BEGIN Data for review

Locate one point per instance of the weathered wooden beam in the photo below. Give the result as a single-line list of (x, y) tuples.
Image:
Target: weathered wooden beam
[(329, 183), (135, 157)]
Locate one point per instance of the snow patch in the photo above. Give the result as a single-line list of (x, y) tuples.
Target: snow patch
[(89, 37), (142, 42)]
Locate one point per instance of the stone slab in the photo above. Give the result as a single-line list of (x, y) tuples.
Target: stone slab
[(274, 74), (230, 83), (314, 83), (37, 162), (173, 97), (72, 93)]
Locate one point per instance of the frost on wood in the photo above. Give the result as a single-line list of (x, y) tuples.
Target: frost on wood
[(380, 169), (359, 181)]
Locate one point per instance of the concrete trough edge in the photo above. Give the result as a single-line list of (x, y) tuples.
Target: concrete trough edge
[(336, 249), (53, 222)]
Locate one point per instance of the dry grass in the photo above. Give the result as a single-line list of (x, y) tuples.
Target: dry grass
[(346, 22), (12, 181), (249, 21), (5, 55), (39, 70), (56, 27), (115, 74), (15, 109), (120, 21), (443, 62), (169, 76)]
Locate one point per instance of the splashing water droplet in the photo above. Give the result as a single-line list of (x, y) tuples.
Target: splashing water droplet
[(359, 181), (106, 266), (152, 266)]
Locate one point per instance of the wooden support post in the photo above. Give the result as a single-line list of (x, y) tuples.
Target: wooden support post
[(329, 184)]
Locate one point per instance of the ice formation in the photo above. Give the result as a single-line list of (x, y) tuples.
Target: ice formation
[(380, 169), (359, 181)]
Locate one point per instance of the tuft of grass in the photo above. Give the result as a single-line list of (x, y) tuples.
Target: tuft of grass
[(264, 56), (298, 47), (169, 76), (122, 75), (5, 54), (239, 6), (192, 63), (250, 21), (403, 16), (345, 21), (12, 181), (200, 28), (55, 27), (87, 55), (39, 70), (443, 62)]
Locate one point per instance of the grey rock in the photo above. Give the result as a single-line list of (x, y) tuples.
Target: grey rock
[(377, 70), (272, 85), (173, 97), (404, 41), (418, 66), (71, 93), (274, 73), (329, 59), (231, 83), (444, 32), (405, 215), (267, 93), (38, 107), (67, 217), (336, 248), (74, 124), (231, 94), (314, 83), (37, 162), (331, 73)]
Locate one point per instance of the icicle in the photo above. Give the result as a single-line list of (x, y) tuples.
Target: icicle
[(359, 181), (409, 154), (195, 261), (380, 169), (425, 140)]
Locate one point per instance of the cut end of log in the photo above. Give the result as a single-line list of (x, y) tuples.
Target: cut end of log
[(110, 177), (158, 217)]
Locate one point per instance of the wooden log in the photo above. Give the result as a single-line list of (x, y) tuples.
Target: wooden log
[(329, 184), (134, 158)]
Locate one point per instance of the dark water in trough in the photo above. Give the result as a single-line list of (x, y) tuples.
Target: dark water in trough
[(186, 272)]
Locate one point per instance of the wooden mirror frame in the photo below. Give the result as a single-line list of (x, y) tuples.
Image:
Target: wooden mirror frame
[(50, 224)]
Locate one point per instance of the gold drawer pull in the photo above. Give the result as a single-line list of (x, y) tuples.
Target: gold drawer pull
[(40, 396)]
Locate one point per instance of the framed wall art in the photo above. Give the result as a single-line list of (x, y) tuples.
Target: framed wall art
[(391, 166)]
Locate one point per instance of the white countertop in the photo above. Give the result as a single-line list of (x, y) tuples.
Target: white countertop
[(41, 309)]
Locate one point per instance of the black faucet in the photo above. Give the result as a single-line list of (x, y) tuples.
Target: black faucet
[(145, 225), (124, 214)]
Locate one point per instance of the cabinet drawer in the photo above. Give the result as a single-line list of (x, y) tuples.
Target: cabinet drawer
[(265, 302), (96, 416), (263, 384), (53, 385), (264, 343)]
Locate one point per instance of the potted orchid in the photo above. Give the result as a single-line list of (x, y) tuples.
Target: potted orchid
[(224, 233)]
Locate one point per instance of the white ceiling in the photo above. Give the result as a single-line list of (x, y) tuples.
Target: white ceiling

END Data for review

## How to complete this task
Only the lines from the one with "Locate one point per instance of the black" through the end of the data belong in the answer, each reproduced exactly.

## Expected answer
Locate one point per instance of the black faucet in the photo above. Give the result as a single-line list of (x, y) tuples.
Target: black faucet
[(145, 225), (124, 214)]
Locate one point per instance of the cabinet drawer in the photo above. Give the result as a single-line list of (x, y) tuples.
Target: cabinet drawer
[(265, 302), (96, 416), (263, 384), (53, 385), (264, 343)]
Locate one point per instance of the potted orchid in the photo above. Give the result as a single-line list of (x, y) tuples.
Target: potted orchid
[(224, 233)]
Locate one point per instance of the white ceiling in the photo above. Give the result as a single-line list of (x, y) tuples.
Target: white ceiling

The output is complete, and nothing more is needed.